Data provided:
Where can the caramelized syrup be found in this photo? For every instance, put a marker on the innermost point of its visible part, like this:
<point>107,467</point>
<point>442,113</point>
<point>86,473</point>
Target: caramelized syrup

What you will do: Please copy the listing above word for word.

Written answer:
Where can the caramelized syrup be found in this photo? For every instance, put a marker on the innermost point of its visible part, like this:
<point>107,467</point>
<point>442,113</point>
<point>86,473</point>
Target: caramelized syrup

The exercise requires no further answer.